— start Dataset rows —

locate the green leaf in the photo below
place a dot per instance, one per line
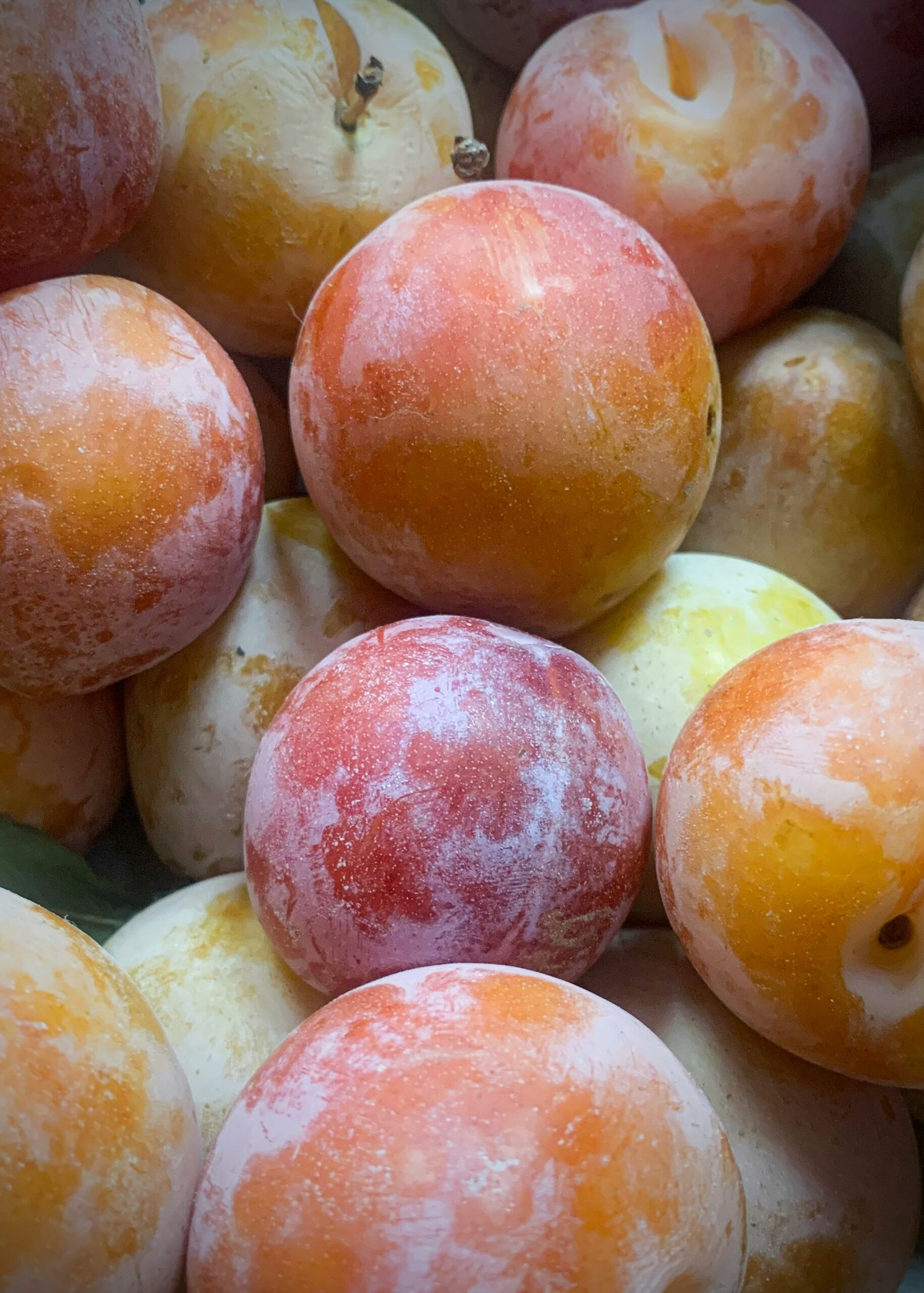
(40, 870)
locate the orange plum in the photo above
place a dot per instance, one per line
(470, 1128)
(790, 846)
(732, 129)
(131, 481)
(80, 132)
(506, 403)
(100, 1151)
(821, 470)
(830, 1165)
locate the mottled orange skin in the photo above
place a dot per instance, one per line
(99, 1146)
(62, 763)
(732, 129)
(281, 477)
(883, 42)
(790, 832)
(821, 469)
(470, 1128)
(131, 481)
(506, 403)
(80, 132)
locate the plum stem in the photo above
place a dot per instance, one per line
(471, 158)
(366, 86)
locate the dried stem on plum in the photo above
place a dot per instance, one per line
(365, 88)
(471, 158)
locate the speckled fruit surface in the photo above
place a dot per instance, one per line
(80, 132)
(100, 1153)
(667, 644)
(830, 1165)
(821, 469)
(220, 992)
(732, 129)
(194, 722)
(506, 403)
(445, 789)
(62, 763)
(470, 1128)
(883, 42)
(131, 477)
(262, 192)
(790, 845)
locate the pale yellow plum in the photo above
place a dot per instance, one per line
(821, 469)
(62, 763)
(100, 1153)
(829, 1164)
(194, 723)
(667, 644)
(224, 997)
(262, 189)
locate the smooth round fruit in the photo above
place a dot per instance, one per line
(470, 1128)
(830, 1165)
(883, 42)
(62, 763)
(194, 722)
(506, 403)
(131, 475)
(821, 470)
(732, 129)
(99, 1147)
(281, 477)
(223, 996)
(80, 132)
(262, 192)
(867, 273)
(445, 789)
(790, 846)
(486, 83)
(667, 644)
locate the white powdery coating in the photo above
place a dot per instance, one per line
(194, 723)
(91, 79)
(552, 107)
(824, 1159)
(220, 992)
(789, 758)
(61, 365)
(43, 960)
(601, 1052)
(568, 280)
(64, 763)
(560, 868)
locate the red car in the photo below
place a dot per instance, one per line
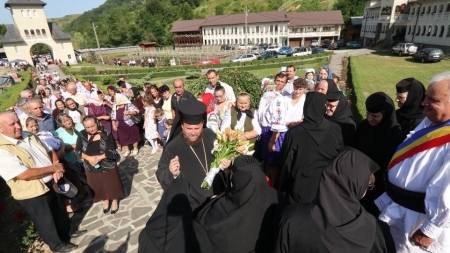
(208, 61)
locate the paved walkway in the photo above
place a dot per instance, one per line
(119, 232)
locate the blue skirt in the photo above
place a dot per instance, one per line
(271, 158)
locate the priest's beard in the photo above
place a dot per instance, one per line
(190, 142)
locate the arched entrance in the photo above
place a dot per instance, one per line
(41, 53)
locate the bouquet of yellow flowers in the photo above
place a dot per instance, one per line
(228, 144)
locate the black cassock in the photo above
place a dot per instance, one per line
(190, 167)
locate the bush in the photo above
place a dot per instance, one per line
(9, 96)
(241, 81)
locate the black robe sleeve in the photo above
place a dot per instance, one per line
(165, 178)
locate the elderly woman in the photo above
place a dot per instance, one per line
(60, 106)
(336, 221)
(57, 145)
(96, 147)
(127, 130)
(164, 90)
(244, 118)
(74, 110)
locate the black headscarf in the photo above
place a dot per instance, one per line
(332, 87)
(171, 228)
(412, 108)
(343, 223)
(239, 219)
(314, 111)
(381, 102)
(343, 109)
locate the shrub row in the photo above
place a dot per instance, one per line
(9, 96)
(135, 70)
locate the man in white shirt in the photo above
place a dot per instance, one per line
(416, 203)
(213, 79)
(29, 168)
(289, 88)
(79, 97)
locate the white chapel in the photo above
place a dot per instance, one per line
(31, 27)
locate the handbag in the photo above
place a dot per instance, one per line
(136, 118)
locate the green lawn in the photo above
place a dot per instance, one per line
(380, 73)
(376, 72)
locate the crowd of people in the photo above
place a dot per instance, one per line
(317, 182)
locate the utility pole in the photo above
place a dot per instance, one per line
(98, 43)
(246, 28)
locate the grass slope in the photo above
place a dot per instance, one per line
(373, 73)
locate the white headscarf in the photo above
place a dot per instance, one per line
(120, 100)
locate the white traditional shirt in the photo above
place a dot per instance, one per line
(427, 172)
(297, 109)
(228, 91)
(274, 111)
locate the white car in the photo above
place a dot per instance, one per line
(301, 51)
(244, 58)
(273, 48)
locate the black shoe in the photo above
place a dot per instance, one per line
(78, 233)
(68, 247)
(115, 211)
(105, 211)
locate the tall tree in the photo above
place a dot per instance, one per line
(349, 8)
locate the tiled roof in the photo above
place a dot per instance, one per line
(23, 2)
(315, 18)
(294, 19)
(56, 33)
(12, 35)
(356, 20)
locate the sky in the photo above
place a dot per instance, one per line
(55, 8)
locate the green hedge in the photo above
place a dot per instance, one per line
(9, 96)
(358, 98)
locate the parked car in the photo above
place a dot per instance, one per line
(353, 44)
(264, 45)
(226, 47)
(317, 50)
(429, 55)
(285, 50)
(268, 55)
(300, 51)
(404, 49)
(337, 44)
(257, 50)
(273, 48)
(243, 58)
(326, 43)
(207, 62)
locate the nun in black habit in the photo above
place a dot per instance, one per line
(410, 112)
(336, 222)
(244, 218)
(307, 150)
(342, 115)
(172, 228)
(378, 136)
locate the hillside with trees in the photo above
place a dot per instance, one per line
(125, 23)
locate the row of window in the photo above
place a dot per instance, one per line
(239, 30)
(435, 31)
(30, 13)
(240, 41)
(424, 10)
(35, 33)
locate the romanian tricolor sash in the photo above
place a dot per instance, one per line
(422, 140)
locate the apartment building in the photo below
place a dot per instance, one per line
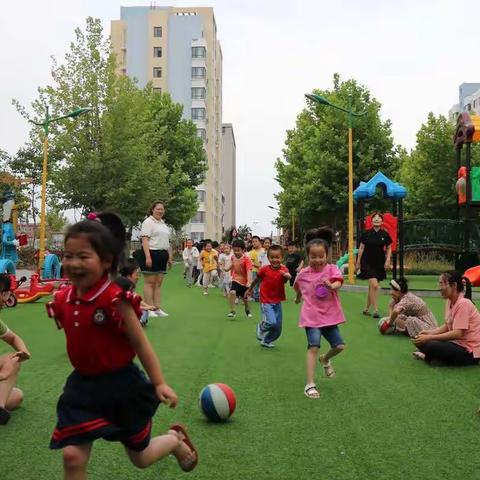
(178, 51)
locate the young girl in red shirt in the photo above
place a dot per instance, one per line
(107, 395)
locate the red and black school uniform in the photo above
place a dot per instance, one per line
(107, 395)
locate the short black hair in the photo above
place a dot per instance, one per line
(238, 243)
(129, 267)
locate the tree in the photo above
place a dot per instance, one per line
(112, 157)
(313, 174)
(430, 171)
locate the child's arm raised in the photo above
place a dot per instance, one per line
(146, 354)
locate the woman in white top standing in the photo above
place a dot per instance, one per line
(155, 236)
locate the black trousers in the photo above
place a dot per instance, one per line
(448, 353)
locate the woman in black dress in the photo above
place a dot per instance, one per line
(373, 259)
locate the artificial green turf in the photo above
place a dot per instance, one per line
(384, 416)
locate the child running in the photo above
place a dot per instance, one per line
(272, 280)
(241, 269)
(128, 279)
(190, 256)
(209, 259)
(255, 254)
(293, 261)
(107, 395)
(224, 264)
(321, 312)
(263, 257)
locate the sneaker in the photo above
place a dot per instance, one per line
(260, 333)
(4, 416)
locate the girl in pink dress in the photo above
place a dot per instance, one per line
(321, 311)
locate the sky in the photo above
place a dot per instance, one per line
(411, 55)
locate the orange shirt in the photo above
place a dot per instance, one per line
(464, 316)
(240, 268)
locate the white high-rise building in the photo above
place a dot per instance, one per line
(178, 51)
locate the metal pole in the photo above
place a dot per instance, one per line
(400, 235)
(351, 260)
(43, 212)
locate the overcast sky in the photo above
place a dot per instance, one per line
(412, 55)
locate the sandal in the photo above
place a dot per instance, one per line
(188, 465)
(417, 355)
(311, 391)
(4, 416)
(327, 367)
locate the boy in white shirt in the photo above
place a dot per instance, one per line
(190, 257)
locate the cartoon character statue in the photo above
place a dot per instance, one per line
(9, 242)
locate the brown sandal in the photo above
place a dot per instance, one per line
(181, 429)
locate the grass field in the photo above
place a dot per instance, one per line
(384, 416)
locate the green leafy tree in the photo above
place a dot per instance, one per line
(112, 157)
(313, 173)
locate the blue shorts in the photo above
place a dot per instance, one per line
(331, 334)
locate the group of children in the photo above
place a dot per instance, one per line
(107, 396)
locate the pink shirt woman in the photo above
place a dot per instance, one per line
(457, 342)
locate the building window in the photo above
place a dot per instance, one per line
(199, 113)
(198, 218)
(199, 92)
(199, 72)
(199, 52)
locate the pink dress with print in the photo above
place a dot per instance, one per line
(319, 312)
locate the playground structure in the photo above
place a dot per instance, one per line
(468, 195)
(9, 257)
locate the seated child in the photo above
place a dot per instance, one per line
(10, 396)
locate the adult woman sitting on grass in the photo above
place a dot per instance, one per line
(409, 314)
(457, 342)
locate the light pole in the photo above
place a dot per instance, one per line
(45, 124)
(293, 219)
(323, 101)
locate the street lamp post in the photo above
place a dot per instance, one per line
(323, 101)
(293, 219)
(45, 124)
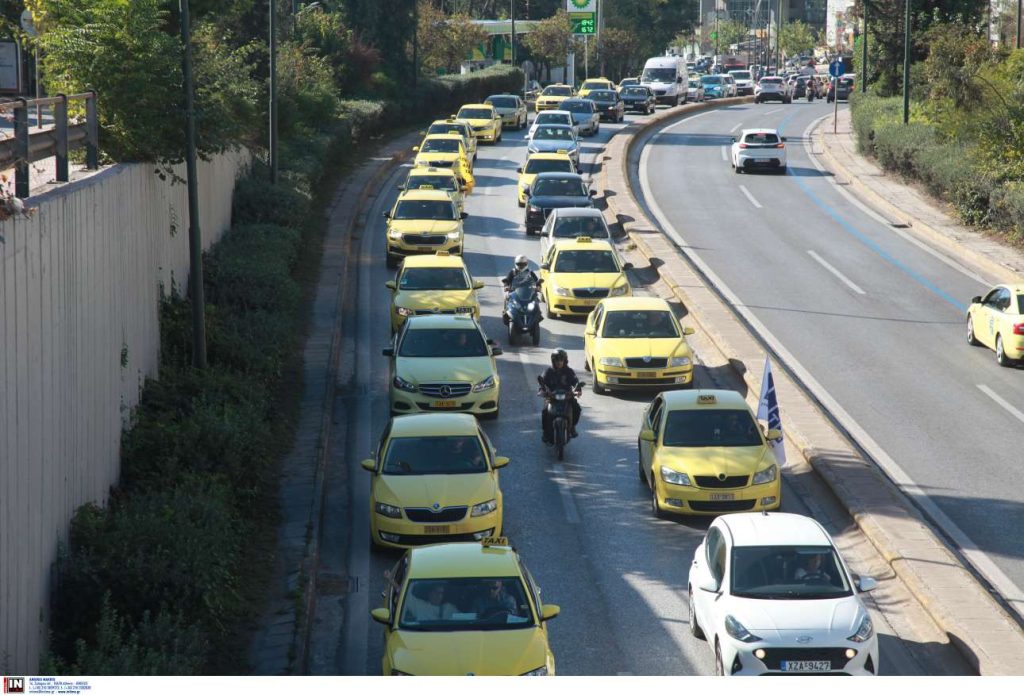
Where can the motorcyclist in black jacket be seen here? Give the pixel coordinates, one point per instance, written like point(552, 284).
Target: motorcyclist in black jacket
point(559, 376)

— end Dataset rows —

Rewrite the records starting with the line that contains "locate the building window in the photo above" and going on through the end of the records, putting "utility pole" in place of "light pole" and keeping everything else the same. Leave the pictures out of your answer.

## Task response
locate the building window in the photo above
place a dot per instance, one per line
(199, 113)
(198, 218)
(199, 92)
(199, 72)
(199, 52)
locate the pink dress with print in the photo above
place a dot per instance, one per line
(319, 312)
locate the playground structure in the photo above
place a dot per instance, one per line
(468, 195)
(9, 257)
locate the seated child in the photo above
place a dot per instance, one per line
(10, 396)
locate the adult woman sitting on grass in the photo above
place a dot per instance, one per line
(409, 314)
(457, 342)
locate the utility pole in the photo above
place a dot per instance, one per line
(45, 124)
(293, 219)
(323, 101)
locate the street lamp post in the photo above
place a dot per instance, one per line
(323, 101)
(293, 219)
(45, 124)
Where can the motorcyclist in black jacket be seen here? Give the pixel coordinates, one point per instance, written like point(552, 284).
Target: motorcyclist in black jacket
point(559, 376)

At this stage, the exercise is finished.